» Aim
In the items below, copy out word for word the lines that start with the line containing "QA review pass — verify and re-annotate all instances of white" and end with the line containing "[[0, 0, 188, 299]]", including both of those lines.

» Records
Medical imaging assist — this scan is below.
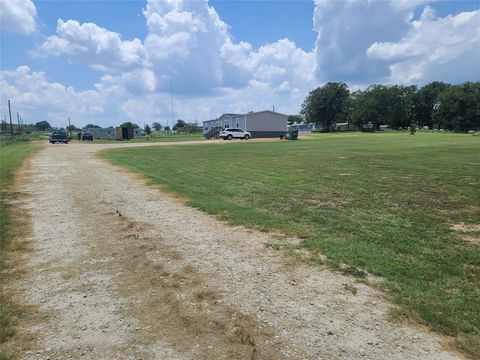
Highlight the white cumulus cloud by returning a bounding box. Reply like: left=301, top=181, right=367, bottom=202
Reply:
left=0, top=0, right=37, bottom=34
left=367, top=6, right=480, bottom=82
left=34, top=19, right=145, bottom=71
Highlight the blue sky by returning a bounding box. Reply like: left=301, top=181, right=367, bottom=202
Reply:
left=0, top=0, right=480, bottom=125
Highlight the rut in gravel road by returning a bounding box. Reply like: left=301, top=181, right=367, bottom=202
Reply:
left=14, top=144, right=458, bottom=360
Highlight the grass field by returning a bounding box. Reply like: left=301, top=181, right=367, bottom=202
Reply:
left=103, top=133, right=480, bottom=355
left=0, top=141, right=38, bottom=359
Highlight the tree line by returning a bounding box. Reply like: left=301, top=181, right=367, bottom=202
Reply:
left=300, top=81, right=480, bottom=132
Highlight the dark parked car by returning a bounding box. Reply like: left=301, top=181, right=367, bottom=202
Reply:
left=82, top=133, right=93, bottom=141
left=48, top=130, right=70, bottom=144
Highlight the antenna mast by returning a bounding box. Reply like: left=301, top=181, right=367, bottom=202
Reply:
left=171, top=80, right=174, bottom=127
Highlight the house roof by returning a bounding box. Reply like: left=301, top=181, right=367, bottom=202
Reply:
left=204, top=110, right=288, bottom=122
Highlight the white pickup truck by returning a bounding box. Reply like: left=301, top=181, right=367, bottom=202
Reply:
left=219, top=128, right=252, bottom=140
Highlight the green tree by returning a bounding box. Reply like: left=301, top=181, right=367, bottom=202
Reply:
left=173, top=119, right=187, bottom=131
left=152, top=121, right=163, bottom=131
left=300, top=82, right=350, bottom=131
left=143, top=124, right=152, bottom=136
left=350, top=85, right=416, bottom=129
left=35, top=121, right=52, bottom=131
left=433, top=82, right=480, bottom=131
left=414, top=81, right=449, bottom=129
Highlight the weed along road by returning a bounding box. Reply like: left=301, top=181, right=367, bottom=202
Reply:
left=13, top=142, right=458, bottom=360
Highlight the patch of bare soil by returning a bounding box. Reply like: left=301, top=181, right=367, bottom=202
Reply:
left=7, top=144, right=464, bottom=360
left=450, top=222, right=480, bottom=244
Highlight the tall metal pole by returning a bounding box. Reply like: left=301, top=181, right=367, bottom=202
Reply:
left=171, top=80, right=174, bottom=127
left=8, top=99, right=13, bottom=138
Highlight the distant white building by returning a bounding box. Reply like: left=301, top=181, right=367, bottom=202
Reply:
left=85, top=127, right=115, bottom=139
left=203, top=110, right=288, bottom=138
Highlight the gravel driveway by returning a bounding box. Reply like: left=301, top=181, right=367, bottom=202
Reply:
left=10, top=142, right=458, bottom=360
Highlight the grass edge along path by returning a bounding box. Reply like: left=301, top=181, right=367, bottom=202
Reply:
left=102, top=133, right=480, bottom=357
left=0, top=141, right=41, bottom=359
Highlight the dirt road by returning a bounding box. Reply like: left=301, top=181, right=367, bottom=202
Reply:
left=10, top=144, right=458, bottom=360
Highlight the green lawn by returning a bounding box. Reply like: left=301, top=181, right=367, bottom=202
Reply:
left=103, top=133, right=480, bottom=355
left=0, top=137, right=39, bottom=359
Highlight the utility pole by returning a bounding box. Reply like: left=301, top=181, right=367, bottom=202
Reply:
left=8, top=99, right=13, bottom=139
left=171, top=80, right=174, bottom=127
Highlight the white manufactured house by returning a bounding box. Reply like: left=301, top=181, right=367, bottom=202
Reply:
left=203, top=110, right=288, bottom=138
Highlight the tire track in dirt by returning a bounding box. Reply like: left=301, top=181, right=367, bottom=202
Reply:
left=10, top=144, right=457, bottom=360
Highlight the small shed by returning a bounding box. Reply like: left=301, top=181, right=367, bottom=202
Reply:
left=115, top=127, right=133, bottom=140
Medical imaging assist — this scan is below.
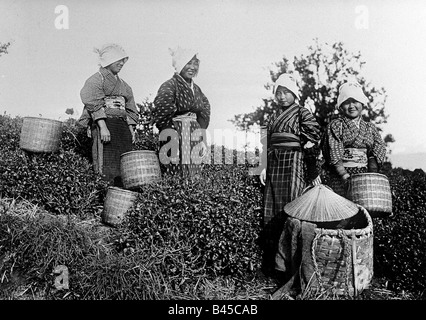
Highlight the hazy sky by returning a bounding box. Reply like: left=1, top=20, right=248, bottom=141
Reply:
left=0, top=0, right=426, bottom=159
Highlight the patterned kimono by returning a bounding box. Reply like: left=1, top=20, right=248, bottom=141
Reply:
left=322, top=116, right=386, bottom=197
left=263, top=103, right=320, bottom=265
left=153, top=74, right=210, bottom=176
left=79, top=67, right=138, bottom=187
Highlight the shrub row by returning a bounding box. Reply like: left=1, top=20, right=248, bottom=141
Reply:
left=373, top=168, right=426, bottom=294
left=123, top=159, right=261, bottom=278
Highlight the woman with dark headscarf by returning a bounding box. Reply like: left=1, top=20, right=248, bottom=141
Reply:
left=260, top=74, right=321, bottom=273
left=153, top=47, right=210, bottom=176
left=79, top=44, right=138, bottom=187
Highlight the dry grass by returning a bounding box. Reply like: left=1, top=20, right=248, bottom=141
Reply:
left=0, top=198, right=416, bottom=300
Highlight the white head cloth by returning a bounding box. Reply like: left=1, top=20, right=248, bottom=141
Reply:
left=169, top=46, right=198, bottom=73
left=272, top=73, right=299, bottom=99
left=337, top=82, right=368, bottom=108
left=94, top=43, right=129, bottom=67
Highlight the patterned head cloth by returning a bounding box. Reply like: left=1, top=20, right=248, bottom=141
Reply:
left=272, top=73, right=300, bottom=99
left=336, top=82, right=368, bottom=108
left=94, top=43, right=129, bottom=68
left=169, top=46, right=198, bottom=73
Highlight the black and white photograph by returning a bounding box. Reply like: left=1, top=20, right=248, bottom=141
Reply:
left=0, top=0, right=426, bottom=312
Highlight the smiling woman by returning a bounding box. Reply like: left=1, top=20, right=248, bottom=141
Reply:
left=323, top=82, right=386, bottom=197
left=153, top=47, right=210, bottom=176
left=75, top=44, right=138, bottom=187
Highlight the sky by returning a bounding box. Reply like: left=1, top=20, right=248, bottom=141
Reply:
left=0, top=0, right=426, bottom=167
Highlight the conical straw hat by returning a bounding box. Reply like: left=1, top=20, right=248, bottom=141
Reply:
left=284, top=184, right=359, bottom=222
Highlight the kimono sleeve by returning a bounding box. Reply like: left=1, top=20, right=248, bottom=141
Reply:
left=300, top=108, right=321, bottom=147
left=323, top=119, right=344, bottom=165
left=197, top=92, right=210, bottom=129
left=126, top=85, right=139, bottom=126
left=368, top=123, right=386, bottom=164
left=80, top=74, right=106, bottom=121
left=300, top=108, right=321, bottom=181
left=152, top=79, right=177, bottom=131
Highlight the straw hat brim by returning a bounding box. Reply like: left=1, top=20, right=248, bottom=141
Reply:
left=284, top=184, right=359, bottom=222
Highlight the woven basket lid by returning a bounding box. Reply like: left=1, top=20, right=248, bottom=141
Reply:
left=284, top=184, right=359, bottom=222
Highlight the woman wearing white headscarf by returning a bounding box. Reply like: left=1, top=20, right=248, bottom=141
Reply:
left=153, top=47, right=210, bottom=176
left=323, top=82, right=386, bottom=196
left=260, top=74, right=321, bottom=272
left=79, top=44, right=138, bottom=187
* * *
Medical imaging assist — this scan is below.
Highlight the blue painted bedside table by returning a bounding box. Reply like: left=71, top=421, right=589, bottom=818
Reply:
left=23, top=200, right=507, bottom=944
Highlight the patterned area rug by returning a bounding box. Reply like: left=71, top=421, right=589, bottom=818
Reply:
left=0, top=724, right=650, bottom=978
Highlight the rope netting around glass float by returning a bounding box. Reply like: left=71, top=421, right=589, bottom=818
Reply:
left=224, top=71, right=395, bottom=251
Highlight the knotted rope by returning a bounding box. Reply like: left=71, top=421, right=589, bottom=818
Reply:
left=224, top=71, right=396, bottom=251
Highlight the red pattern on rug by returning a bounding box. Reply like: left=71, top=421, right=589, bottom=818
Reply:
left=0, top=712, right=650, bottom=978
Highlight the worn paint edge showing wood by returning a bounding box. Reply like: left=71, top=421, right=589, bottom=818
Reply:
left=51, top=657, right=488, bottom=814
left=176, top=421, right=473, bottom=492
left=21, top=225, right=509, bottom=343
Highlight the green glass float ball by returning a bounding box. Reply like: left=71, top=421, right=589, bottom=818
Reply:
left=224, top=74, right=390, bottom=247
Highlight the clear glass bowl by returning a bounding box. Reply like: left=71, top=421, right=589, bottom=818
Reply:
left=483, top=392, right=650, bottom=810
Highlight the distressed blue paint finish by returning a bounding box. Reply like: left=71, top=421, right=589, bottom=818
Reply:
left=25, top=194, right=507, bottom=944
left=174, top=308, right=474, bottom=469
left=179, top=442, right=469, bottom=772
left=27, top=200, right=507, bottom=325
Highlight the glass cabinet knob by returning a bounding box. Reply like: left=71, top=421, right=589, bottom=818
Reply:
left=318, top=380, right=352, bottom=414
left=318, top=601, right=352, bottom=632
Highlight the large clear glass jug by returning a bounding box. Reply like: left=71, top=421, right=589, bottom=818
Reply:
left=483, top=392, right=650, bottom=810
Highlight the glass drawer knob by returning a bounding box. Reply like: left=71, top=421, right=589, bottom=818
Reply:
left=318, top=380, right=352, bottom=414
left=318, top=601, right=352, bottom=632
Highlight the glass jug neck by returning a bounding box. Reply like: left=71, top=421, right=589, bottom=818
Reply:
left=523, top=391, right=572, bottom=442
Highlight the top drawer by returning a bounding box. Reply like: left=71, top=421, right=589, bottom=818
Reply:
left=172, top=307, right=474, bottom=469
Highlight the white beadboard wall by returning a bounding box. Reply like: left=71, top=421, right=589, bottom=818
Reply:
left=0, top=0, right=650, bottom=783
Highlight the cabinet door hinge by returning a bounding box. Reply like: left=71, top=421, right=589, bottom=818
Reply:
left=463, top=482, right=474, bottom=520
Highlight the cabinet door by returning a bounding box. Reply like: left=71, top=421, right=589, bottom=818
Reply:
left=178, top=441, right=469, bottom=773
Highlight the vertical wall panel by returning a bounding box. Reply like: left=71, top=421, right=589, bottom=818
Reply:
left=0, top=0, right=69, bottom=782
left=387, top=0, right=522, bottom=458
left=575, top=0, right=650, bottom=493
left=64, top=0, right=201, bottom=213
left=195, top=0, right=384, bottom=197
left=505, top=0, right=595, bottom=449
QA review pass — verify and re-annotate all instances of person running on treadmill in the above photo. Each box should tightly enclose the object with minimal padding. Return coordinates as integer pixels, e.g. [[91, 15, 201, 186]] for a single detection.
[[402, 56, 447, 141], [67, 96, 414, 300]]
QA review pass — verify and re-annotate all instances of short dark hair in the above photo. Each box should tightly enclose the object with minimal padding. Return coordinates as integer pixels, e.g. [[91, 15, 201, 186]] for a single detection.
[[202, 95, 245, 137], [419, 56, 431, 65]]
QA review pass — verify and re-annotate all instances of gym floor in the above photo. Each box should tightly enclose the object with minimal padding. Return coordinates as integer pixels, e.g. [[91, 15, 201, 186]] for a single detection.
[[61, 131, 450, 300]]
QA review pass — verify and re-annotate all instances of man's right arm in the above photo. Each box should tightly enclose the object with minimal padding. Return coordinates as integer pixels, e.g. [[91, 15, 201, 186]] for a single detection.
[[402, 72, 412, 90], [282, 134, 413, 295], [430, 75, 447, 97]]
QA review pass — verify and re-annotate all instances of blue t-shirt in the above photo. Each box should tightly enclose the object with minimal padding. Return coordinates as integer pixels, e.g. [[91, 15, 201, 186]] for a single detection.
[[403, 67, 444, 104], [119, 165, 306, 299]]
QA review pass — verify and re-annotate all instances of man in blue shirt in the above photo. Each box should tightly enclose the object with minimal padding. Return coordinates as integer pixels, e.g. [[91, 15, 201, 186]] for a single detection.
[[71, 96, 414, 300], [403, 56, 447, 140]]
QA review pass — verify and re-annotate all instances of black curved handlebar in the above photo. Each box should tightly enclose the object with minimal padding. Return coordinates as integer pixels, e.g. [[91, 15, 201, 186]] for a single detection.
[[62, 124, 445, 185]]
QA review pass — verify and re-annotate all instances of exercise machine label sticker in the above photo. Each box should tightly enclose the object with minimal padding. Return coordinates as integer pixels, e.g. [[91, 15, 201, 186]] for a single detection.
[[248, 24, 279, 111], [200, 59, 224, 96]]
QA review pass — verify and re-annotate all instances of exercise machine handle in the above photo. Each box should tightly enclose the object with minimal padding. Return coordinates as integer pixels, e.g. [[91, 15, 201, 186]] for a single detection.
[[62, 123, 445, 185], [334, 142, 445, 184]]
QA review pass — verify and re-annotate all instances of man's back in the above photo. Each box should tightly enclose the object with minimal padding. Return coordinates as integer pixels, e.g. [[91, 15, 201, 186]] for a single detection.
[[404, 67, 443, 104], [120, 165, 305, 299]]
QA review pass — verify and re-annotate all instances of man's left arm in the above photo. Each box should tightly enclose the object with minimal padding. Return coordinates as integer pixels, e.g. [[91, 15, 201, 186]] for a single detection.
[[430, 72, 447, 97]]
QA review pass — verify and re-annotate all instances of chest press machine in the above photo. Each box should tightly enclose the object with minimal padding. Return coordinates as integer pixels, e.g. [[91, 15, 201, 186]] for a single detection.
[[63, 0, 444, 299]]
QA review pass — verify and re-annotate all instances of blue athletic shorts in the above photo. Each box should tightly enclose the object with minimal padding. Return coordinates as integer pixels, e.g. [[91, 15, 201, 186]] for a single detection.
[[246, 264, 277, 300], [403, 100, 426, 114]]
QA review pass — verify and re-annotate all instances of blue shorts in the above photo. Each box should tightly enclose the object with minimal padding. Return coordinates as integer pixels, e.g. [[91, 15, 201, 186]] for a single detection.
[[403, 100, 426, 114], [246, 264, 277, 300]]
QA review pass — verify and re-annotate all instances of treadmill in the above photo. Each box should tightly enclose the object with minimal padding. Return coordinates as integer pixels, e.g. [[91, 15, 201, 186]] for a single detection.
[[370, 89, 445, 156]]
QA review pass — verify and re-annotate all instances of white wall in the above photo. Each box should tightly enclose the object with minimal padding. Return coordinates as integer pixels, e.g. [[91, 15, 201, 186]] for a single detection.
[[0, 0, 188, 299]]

» Complete answer
QA review pass — verify and re-annotate all instances of white wall in the above photo. Each box should tightly enclose the object with minimal padding. Return coordinates as integer pixels, e.g. [[91, 15, 201, 186]] for a single detection.
[[0, 0, 188, 299]]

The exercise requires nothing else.